:: Task description ::
Reproduce the entire text on ensemble spread and data assimilation without any changes.

:: Text provided ::
start

The ensemble spread statistics show clear trends. The spread decreases when the number of observations or the accuracy of the observations is increased, but it increases when the number of ensemble members is increased. Relative to the observing errors, spreads are largest in the d = 0.02 case for currents, and are very small for h. Except for the comparison of d = 0.02 to d = 0.05, doubling d results in approximately constant decreases in spread. Similarly, with every doubling of ensemble size, the ensemble spread increases by a similar amount (i.e., the difference between successive experiments is approximately constant). These constants are different for each variable and for k and d. If the spread were reduced by a constant factor for doubling of d or k, then the spread would have a linear relationship with log d and log k.
In all comparisons, except for h and especially for T, the error and bias of the FRF are much larger than any of the data assimilation experiment results. The differences between the statistics of different experiments are small by comparison to the difference between any one experiment and the FRF. In the sensitivity experiments, the largest impacts are noticeably larger errors and biases for k = 4 and d = 0.02 than for other choices of the parameters. Variations in the rms error and the bias are surprisingly small when the observation error is doubled or halved. Apparently, at a data density of 10% the LETKF is very efficient at filtering out uncorrelated, unbiased observation errors. Figure 16 shows this for T. With larger observation errors, it does take more time to reach asymptotic levels of analysis error. Even though the analysis errors change little with observation error size, the ensemble spread that indicates an estimate of the analysis uncertainty is very sensitive to the specified observation error levels. Although the analysis is robust to the specification of the a priori observation error statistics, as mentioned before, estimates of the analysis uncertainty might be improved by a statistical postprocessing of the information provided by the ensemble spread. In general, the ensemble spread is sensitive to all three factors-observation density, ensemble size, and observation error magnitude.

end

(Rows from a pointing dataset)
start

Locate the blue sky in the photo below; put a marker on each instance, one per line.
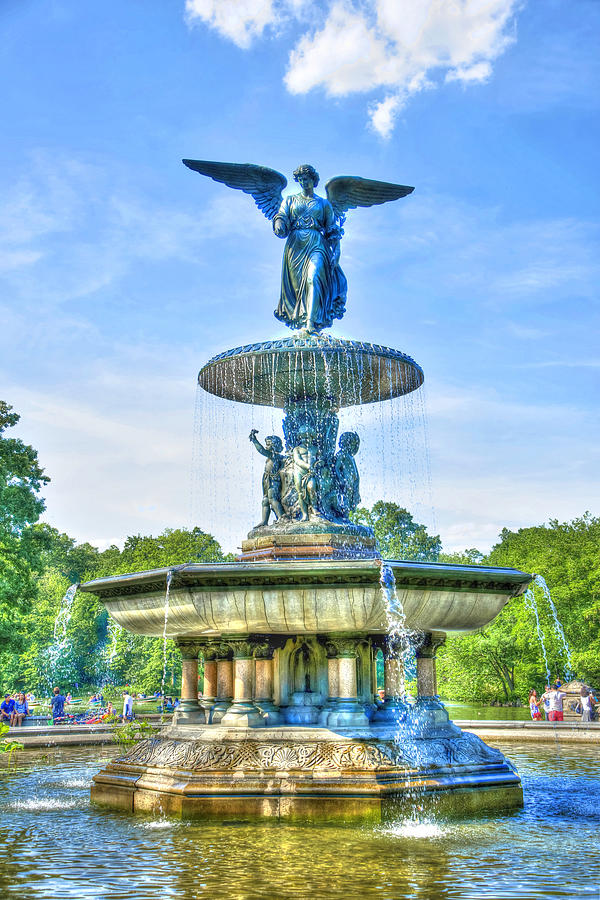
(122, 272)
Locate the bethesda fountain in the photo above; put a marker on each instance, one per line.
(290, 723)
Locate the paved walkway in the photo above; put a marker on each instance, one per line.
(488, 730)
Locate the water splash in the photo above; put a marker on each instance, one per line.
(398, 649)
(114, 631)
(532, 604)
(170, 575)
(541, 583)
(57, 651)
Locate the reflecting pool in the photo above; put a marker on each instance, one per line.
(56, 845)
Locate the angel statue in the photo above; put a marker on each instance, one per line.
(313, 286)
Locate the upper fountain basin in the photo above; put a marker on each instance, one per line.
(305, 597)
(321, 367)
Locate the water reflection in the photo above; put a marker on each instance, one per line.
(56, 844)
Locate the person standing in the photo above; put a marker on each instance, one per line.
(534, 706)
(585, 701)
(556, 698)
(21, 710)
(7, 708)
(127, 705)
(58, 705)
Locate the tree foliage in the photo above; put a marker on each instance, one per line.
(505, 660)
(397, 533)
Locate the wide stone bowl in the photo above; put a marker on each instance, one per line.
(327, 369)
(305, 597)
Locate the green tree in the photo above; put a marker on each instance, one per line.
(397, 533)
(504, 660)
(21, 479)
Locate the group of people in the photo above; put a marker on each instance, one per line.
(551, 703)
(14, 709)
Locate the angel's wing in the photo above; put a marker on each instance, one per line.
(349, 191)
(264, 184)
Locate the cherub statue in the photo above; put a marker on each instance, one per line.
(346, 471)
(271, 476)
(313, 286)
(304, 458)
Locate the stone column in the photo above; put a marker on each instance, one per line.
(209, 685)
(348, 712)
(263, 683)
(243, 711)
(189, 711)
(224, 682)
(393, 710)
(426, 674)
(333, 683)
(429, 717)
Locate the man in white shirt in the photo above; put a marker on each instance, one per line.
(555, 711)
(127, 705)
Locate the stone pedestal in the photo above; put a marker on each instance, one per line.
(243, 712)
(263, 685)
(209, 684)
(333, 684)
(306, 774)
(393, 710)
(189, 711)
(428, 714)
(224, 697)
(348, 712)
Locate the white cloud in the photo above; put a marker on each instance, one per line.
(398, 46)
(238, 20)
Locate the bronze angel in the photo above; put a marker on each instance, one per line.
(313, 286)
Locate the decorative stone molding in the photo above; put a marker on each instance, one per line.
(242, 649)
(283, 756)
(343, 647)
(189, 649)
(263, 650)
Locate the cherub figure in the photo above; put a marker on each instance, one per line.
(271, 483)
(346, 471)
(304, 458)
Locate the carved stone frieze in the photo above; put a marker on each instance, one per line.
(280, 756)
(464, 750)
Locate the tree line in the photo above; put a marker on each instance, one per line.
(38, 563)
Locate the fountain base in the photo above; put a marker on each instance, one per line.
(295, 773)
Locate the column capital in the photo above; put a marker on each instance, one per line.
(223, 650)
(189, 648)
(430, 644)
(263, 650)
(242, 648)
(343, 647)
(209, 651)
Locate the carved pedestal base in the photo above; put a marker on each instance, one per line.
(307, 541)
(306, 774)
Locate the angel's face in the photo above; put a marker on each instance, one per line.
(305, 181)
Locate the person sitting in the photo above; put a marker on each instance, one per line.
(58, 705)
(21, 710)
(127, 706)
(555, 698)
(586, 704)
(7, 708)
(534, 706)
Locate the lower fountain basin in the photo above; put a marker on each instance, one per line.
(305, 597)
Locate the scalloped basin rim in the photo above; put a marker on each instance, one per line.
(295, 569)
(305, 597)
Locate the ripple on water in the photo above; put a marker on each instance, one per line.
(410, 828)
(42, 804)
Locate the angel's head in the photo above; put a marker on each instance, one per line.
(304, 172)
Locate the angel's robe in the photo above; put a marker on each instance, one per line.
(310, 263)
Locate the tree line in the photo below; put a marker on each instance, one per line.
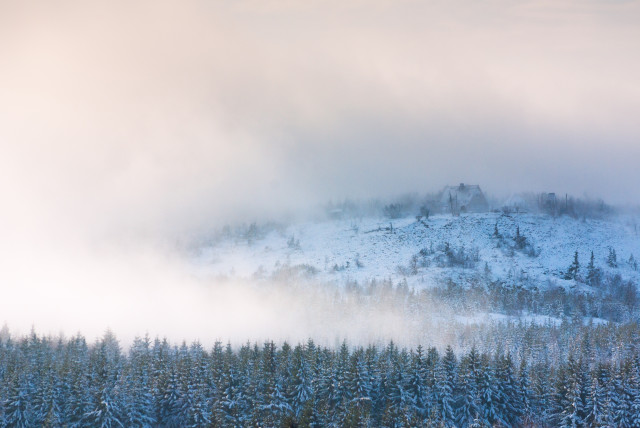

end

:: Answer to the task ::
The ensemble spread statistics show clear trends. The spread decreases when the number of observations or the accuracy of the observations is increased, but it increases when the number of ensemble members is increased. Relative to the observing errors, spreads are largest in the d = 0.02 case for currents, and are very small for h. Except for the comparison of d = 0.02 to d = 0.05, doubling d results in approximately constant decreases in spread. Similarly, with every doubling of ensemble size, the ensemble spread increases by a similar amount (i.e., the difference between successive experiments is approximately constant). These constants are different for each variable and for k and d. If the spread were reduced by a constant factor for doubling of d or k, then the spread would have a linear relationship with log d and log k.
In all comparisons, except for h and especially for T, the error and bias of the FRF are much larger than any of the data assimilation experiment results. The differences between the statistics of different experiments are small by comparison to the difference between any one experiment and the FRF. In the sensitivity experiments, the largest impacts are noticeably larger errors and biases for k = 4 and d = 0.02 than for other choices of the parameters. Variations in the rms error and the bias are surprisingly small when the observation error is doubled or halved. Apparently, at a data density of 10% the LETKF is very efficient at filtering out uncorrelated, unbiased observation errors. Figure 16 shows this for T. With larger observation errors, it does take more time to reach asymptotic levels of analysis error. Even though the analysis errors change little with observation error size, the ensemble spread that indicates an estimate of the analysis uncertainty is very sensitive to the specified observation error levels. Although the analysis is robust to the specification of the a priori observation error statistics, as mentioned before, estimates of the analysis uncertainty might be improved by a statistical postprocessing of the information provided by the ensemble spread. In general, the ensemble spread is sensitive to all three factors-observation density, ensemble size, and observation error magnitude.